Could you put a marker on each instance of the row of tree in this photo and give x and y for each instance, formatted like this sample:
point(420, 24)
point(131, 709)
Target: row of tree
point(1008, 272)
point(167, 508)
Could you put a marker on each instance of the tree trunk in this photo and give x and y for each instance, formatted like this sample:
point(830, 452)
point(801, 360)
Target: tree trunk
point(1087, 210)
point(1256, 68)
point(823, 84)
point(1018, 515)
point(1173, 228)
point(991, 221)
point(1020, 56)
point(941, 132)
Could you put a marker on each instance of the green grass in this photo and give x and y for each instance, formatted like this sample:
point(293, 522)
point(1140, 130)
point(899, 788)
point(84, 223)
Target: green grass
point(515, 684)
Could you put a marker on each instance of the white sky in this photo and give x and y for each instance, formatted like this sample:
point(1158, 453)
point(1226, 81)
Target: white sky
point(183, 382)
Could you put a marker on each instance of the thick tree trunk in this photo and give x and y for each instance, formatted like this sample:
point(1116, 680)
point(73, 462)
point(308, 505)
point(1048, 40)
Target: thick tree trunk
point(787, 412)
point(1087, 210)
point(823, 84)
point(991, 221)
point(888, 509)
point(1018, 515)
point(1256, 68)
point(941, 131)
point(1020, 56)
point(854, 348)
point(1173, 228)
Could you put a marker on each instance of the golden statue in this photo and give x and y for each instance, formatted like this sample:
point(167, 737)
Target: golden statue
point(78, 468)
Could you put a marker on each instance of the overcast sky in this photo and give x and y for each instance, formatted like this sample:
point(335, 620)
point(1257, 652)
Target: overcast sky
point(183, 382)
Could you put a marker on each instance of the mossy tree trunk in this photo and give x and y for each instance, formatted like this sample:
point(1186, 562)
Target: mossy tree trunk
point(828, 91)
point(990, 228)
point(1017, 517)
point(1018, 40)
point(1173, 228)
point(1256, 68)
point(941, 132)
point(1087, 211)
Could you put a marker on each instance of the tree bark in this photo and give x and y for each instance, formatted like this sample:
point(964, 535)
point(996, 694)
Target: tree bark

Written exercise: Substitute "place a dot on" for each occurrence of "put a marker on" in all of the records above, and write the records out again with nothing else changed.

The completed task:
Could you place a dot on each instance of the row of tree in this photo and give x and y for each instance, formatted like this sample:
point(420, 24)
point(131, 709)
Target: row of tree
point(1008, 272)
point(167, 508)
Could you place a dot on each instance of the tree trunk in this photo and give x and y for each instance, formatted like this sample:
point(830, 452)
point(801, 360)
Target: tree trunk
point(1087, 210)
point(1256, 68)
point(823, 84)
point(1018, 515)
point(1173, 228)
point(991, 221)
point(1020, 56)
point(941, 132)
Could you place a dot on each instance of the green grass in this photo and give x and y for each instance, formatted like this sample:
point(293, 522)
point(1140, 130)
point(899, 788)
point(84, 223)
Target: green grass
point(515, 684)
Could you place a dot on each instance of the white sky in this photo and give x and y for each instance, formatted like this sample:
point(1158, 453)
point(1226, 81)
Target: white sky
point(183, 382)
Could you place a dot on each instance of the thick tree trunk in this photo and give x and y for each instance, formatted like this sample:
point(1116, 680)
point(73, 462)
point(308, 505)
point(1048, 40)
Target: thick tree trunk
point(787, 412)
point(1087, 210)
point(823, 84)
point(991, 221)
point(888, 509)
point(1018, 515)
point(1256, 68)
point(941, 131)
point(1020, 56)
point(854, 348)
point(1173, 228)
Could you place a dot on each instance of the golden statue in this photo and give x and y for each instance, formatted like this sample:
point(167, 737)
Target: golden statue
point(78, 468)
Could you place a dot on each instance of the overcast sky in this photo and give x and y for each instance, formatted like this sample:
point(335, 620)
point(1257, 652)
Target: overcast sky
point(183, 382)
Could you place a dot on each instance of the mossy tree trunk in this photo and give x and y for each instance, formatted like this sample:
point(1186, 562)
Target: mossy tree trunk
point(828, 91)
point(990, 228)
point(1017, 517)
point(1018, 40)
point(1173, 228)
point(1256, 68)
point(941, 132)
point(1087, 211)
Could you place a dot on each instance of the tree bark in this photo and give x and y for each instance, formatted like this sample:
point(964, 535)
point(996, 694)
Target: tree bark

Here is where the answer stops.